QuindlenAny of us would probably have paid to be at the gathering of over 1000 medical school deans, faculty and residents at last week’s American Association of Medical College’s (AAMC) meeting to hear Anna Quindlen deliver her speech, Healthcare in an Age of Information: How Doctors, Nurses and Consumers Can Make One Another Better.  [Her speech is available until 12/3/2013. Not sure about access after that.]

Quindlen, a Pulitzer Prize winner and best-selling author, gave the Jordan J. Cohen Humanism in Medicine Thought Leader Session at the AAMC annual meeting, sponsored by the Arnold P. Gold Foundation. According the this foundation, these lectures “feature prominent speakers on topics related to humanism and medicine”.

Every participatory medicine advocate should read it and put it in their Important Documents for All of Time. Her powerful words and stories got to me, and I wasn’t even there. I would liked to have seen the faces of everyone in that room. Were they listening, really listening, to hear what she was trying to say (her primary message)? Did they recognize the distinction between how simple her message was, and the magnitude of its impact? Did they understand that health care is just another part of society – like journalism – that must embrace social change or implode?

### Activity list
A: Summarize the post about Anna Quindlen's speech in two sentences.
B: Answer each question using the post about Anna Quindlen's speech.
(i) How many deans, faculty and residents gathered at the meeting?
(ii) Which foundation sponsored the session Quindlen gave?
(iii) To what other part of society does the writer compare health care?
C: Write the next part of the post about Anna Quindlen's speech, picking up after its final question about health care and social change.

### Supplied material
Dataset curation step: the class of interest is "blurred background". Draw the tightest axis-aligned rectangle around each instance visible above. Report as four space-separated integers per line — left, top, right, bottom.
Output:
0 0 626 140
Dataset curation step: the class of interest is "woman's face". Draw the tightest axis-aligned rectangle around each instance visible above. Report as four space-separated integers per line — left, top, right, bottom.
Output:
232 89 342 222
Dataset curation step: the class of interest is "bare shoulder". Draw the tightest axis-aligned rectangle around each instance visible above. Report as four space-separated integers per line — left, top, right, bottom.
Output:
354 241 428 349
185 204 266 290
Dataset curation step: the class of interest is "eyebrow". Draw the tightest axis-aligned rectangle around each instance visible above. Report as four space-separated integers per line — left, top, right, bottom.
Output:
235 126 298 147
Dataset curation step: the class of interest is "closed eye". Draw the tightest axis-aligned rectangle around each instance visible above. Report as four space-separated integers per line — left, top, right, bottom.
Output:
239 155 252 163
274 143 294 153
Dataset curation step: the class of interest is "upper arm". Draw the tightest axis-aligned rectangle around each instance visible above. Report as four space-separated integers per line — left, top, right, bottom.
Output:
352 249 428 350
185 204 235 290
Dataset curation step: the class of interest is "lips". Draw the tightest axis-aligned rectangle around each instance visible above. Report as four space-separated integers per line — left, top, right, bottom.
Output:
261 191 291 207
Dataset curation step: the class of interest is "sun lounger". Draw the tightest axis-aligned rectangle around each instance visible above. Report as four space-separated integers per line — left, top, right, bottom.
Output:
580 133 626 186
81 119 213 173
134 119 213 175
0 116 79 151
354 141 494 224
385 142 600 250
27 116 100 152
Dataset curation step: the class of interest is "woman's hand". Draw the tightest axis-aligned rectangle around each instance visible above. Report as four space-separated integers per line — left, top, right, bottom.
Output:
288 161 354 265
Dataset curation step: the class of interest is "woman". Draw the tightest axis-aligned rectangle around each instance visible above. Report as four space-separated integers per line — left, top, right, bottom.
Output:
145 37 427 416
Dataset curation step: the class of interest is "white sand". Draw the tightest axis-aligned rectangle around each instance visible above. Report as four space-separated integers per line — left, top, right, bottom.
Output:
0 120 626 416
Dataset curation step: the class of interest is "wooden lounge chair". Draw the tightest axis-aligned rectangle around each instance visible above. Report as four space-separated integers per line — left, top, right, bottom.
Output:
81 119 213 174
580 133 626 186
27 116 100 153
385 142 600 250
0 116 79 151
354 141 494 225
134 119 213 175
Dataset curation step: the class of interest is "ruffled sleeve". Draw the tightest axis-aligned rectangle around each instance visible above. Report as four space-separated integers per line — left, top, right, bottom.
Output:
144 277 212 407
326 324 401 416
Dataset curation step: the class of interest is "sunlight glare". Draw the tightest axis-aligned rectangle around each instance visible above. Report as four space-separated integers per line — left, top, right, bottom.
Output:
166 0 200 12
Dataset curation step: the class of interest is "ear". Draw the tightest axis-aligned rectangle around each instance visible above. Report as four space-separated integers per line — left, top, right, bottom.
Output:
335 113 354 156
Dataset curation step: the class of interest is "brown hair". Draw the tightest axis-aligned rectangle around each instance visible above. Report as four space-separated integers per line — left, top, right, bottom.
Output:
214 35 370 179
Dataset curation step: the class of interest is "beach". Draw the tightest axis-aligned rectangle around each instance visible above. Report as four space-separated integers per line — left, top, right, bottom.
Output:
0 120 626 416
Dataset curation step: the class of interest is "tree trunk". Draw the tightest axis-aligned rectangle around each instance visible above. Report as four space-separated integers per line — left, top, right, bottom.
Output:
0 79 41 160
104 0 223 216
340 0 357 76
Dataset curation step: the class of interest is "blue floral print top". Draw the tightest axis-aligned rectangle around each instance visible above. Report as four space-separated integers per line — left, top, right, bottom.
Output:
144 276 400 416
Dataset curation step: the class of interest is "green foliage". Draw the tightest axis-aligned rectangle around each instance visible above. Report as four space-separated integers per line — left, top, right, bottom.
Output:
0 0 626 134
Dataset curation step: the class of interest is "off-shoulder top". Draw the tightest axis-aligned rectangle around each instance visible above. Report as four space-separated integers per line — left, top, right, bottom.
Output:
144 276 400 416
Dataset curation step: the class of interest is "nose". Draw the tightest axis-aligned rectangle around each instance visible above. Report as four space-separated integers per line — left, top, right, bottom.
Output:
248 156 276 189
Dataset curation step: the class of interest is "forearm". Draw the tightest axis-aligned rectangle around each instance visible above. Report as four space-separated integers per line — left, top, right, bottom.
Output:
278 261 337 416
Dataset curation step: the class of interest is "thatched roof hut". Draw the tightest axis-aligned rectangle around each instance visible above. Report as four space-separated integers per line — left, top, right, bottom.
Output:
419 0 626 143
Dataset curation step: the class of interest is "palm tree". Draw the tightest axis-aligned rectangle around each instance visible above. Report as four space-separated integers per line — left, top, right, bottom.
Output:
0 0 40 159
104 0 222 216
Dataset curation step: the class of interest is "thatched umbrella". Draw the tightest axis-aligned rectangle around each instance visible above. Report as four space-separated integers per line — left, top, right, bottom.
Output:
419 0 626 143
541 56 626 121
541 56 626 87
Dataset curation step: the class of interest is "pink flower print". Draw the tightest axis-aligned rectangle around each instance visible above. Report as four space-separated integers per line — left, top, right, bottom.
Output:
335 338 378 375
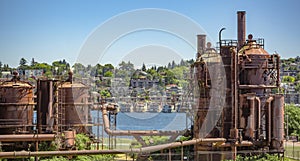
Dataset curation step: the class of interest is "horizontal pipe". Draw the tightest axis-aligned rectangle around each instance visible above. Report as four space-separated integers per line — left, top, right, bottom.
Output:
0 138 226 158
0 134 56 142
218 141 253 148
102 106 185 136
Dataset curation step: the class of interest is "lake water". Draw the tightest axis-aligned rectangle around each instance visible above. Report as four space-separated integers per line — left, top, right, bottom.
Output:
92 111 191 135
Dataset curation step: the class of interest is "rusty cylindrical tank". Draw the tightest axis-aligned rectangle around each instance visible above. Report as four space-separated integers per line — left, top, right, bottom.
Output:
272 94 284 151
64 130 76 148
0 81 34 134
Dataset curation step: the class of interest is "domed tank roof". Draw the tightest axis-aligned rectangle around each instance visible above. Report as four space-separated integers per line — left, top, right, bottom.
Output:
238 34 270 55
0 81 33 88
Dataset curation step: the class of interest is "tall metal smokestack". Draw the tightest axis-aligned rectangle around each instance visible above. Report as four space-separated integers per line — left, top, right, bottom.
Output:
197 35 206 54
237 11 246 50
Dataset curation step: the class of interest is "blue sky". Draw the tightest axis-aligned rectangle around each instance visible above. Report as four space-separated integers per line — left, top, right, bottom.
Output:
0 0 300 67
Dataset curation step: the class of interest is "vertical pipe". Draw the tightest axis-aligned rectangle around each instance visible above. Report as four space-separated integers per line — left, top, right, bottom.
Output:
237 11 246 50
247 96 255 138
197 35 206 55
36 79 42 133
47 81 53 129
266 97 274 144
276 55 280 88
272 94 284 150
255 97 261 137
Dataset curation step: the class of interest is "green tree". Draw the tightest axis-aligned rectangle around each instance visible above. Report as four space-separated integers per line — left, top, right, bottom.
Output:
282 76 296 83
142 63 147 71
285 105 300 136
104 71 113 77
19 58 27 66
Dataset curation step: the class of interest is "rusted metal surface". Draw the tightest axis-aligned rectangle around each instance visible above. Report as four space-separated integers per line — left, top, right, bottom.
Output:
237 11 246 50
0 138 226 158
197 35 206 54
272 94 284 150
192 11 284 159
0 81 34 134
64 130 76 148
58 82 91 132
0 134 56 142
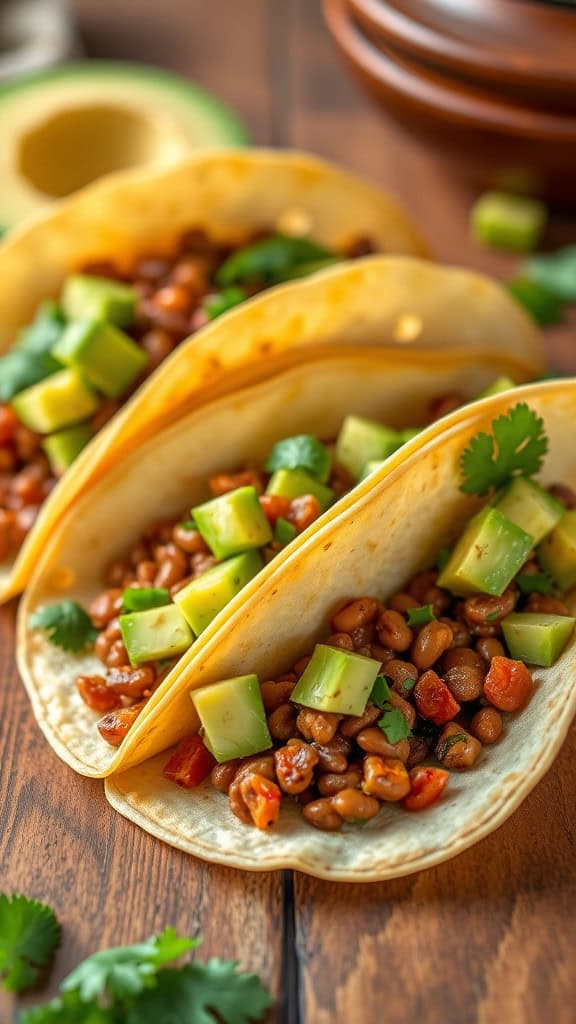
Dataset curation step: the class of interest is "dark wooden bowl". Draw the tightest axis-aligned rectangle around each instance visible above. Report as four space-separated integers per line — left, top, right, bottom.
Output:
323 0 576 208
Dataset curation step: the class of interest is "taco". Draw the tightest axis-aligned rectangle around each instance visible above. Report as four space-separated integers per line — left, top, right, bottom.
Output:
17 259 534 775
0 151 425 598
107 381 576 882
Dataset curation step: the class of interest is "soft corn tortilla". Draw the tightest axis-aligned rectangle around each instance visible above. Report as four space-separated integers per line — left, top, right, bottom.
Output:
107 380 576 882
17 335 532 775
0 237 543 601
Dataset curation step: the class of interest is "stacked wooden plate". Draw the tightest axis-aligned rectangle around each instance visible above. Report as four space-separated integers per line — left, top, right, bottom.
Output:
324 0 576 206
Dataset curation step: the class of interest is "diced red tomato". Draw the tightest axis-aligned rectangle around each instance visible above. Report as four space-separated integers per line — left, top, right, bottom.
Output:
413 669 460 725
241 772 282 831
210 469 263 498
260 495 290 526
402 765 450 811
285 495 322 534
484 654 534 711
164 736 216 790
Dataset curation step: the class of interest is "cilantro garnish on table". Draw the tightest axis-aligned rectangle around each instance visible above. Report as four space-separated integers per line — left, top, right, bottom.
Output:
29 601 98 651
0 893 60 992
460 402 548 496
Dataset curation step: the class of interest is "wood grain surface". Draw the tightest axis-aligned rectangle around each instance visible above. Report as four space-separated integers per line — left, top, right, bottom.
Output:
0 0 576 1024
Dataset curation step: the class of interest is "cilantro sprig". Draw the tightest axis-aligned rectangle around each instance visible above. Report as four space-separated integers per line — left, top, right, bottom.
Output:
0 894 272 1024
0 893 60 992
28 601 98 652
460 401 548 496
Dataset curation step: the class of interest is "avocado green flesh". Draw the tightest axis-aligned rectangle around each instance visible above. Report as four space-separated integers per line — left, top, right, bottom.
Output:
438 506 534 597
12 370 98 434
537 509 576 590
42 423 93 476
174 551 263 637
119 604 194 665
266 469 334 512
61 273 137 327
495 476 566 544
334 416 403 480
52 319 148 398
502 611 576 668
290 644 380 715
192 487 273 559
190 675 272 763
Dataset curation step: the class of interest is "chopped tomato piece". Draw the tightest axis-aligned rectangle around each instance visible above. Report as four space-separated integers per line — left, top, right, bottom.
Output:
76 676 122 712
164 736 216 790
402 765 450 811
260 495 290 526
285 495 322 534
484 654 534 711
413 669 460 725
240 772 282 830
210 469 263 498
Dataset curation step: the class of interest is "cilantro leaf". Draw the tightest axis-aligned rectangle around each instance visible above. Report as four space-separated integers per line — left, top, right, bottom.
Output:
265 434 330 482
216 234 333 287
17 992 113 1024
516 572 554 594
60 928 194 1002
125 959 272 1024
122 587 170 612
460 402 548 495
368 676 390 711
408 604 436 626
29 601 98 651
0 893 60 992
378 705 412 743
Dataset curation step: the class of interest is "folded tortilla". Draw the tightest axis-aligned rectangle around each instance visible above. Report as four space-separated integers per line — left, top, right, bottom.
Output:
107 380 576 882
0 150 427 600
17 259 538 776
* * *
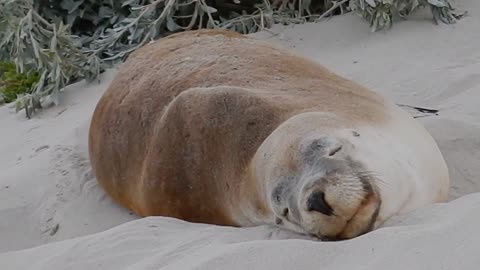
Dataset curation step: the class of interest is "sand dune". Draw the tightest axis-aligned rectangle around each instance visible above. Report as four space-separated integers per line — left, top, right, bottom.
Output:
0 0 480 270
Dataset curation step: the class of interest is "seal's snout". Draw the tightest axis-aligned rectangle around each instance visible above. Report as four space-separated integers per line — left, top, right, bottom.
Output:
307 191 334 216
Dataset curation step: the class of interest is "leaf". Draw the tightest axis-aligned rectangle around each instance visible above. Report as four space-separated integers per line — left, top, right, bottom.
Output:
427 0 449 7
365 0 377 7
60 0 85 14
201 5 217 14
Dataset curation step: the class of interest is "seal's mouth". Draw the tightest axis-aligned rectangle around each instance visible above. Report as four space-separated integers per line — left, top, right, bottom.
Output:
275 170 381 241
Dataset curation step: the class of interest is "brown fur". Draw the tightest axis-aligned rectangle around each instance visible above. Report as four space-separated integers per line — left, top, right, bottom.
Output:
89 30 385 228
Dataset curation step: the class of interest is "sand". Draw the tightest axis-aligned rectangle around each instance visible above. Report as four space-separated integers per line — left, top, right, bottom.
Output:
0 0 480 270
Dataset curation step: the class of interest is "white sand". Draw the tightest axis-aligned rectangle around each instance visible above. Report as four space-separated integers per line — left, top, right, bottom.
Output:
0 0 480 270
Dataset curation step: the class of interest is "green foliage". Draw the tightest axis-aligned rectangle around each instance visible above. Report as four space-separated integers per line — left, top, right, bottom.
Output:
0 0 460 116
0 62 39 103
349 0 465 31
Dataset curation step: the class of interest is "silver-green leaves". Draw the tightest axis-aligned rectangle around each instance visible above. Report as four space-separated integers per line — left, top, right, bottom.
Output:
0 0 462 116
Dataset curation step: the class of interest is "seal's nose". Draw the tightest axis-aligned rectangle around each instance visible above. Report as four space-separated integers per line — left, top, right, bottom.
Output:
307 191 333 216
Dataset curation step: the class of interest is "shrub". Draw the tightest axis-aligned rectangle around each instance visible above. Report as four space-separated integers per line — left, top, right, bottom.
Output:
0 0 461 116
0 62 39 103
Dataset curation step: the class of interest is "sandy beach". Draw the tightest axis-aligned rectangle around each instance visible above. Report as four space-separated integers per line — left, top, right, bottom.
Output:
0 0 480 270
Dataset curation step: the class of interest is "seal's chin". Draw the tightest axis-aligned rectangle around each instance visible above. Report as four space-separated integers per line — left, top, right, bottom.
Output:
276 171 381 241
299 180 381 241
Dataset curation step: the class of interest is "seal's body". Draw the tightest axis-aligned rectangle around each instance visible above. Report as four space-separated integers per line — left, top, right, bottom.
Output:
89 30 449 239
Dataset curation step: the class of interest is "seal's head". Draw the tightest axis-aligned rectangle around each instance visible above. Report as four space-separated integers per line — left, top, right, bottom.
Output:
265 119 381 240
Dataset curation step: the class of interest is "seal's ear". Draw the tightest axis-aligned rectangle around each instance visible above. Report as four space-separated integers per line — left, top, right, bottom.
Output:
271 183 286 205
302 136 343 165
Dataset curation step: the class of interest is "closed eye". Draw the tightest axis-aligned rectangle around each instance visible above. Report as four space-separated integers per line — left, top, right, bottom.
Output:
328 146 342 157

### Results of the exercise
A: Anna Quindlen, a Pulitzer Prize winner and best-selling author, spoke to over 1000 medical school deans, faculty and residents at the AAMC annual meeting, giving the Jordan J. Cohen Humanism in Medicine Thought Leader Session, sponsored by the Arnold P. Gold Foundation, on how doctors, nurses and consumers can make one another better. The writer urges every participatory medicine advocate to read the speech and asks whether the audience grasped its simple message, its large impact, and the point that health care must embrace social change or implode.

B:
(i) Over 1000.
(ii) The Arnold P. Gold Foundation.
(iii) Journalism.

C:
I can’t do justice by summarizing her speech, but offer some of her comments to provide a glimpse of their import:

As she shares her story of two surgeries with very different experiences, she implores clinicians and the healthcare team to answer the question,

“Do you know anything about me?”

When they go about their work and don’t seem to care or to notice who she is and what she wants, she describes a sense of feeling like they’ve

“..lost their mind, or lost their way”.

Quindlen gives us great personal insights talking about her father’s tragic injury. The professionals caring for him and the family were fully attuned to their needs, offering high-touch, meaningful care. They listened, they noticed, they asked and listened again.

To the meeting audience, she offered elegant recommendations:

  • try to be present in the moment
  • acknowledge uncertainty
  • practice empathy
  • try to be kind

She also paints a parallel between medicine and journalism. In news, changes in  consumer information seeking created greater sharing and dissemination. There’s been a shift of power in who holds information. She sees the surge in quick clinics and DIY care as responses to changing consumer/patient needs. She believes healthcare needs to use the same digital tools to shift the power and provide services that are wanted.

Thank you, Anna Quindlen, for a landmark essay about participatory medicine.